Turn the entries below, from the line containing "Target: airplane door" through the end of the entries, inclusive, into a numbered list, omitting blank lines.

╔══

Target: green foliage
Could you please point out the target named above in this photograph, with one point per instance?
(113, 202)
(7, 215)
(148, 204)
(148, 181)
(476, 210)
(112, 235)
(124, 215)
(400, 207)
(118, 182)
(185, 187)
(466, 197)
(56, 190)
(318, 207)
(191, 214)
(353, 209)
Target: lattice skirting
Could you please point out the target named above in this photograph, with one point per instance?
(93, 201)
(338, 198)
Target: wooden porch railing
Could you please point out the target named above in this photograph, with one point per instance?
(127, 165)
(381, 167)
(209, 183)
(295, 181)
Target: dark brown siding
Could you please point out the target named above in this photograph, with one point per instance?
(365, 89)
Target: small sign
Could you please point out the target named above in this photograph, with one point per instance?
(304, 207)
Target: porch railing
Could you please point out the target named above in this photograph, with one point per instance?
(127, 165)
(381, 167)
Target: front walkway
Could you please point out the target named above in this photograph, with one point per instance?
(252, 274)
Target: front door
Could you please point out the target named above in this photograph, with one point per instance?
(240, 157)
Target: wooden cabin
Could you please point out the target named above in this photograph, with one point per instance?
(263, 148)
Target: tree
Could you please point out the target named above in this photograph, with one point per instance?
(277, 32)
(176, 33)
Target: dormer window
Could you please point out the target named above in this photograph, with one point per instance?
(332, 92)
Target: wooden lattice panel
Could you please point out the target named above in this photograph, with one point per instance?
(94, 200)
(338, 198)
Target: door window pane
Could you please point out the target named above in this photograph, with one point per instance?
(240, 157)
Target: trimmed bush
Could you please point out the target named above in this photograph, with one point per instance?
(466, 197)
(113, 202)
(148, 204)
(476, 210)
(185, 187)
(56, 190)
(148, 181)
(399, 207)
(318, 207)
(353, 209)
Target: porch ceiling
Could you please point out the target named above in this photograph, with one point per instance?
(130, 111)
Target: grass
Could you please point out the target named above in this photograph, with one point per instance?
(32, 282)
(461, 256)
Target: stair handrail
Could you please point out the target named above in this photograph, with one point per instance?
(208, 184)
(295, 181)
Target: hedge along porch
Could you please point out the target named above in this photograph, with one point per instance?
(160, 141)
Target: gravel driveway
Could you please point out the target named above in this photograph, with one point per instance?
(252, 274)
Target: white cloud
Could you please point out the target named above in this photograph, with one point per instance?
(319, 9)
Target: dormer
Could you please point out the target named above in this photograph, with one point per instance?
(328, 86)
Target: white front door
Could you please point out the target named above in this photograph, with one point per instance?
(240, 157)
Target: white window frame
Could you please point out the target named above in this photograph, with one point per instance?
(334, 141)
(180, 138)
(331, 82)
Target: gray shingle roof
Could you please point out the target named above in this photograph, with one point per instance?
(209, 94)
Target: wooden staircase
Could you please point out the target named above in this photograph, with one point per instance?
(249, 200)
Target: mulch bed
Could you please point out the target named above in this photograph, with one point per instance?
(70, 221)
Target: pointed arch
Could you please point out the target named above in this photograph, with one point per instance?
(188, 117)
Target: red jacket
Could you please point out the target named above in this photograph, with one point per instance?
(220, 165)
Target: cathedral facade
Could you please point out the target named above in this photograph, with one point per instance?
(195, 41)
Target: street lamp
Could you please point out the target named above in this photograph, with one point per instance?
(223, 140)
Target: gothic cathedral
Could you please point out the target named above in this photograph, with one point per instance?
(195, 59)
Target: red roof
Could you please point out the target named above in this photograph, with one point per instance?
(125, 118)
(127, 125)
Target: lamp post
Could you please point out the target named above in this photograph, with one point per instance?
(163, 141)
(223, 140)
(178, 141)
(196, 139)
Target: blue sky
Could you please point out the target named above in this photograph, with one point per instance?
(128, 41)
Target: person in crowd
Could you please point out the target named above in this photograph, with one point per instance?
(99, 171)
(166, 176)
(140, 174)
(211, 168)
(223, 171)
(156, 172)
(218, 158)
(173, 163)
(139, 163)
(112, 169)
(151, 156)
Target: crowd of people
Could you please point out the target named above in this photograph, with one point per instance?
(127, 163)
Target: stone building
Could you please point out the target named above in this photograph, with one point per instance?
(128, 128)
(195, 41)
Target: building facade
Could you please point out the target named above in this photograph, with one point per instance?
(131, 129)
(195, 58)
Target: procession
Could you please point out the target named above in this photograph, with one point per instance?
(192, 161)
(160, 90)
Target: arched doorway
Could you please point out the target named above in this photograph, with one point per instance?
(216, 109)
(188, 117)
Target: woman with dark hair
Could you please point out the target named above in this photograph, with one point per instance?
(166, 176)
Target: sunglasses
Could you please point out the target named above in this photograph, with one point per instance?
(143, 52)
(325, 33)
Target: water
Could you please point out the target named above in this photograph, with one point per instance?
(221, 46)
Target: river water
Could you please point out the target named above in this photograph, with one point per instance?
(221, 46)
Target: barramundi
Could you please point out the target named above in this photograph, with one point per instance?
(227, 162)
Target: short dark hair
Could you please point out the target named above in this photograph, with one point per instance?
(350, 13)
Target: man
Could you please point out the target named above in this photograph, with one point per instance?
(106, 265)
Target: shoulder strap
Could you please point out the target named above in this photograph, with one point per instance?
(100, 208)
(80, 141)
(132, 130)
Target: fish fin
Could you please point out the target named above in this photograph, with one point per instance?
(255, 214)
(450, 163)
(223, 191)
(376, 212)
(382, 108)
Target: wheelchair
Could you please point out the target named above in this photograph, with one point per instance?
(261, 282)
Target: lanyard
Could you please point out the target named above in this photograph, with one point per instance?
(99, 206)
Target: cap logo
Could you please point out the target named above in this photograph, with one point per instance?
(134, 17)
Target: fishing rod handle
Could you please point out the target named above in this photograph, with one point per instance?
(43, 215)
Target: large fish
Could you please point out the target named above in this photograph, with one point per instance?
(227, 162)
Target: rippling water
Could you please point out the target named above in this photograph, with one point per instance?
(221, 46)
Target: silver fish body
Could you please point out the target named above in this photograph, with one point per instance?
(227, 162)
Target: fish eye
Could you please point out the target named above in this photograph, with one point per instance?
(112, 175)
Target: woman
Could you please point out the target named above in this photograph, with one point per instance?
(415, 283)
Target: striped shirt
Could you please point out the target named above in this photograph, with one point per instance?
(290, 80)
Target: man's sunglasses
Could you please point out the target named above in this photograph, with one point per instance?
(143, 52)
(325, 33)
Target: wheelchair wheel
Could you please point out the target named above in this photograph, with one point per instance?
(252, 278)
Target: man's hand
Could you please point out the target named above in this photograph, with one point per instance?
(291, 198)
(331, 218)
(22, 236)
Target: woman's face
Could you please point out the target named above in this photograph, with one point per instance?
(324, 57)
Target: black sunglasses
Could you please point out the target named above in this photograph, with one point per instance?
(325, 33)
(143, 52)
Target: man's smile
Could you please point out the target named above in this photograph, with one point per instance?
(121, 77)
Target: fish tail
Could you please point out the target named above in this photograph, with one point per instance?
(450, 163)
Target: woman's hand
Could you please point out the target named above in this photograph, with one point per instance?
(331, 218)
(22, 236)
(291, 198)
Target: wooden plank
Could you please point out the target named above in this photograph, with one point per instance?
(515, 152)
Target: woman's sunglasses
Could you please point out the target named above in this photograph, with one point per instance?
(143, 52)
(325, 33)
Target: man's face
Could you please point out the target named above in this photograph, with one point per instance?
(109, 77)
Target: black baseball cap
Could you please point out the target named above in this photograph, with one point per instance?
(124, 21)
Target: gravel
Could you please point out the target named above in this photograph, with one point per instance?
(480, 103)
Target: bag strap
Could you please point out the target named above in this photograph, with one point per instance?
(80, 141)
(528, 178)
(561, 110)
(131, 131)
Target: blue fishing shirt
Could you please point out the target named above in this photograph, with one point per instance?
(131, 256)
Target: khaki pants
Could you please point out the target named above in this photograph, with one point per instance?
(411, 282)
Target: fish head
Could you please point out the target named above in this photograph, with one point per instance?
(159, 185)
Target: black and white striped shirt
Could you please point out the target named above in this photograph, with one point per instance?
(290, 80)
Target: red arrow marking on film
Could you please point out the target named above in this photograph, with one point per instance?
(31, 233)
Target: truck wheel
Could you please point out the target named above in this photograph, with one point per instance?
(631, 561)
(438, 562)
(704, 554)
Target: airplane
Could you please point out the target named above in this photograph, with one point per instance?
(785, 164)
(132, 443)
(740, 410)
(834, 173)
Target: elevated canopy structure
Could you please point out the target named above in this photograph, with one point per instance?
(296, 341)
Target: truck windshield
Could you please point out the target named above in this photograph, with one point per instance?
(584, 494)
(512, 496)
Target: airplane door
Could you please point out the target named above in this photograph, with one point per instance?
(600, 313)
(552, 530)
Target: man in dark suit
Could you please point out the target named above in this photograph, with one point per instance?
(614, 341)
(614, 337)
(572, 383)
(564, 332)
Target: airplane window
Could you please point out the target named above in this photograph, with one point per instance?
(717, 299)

╚══

** ANSWER IN FULL **
1. Target: airplane door
2. Could you please point out the target named above in this photograph, with one point per instance?
3. (600, 313)
4. (552, 530)
5. Target: man in dark suit
6. Could you please point out the target named above in this photograph, with one point per instance?
7. (614, 341)
8. (614, 337)
9. (572, 383)
10. (564, 332)
11. Target: airplane window
12. Could you please point out the target named above in this photograph, with one point per instance?
13. (717, 299)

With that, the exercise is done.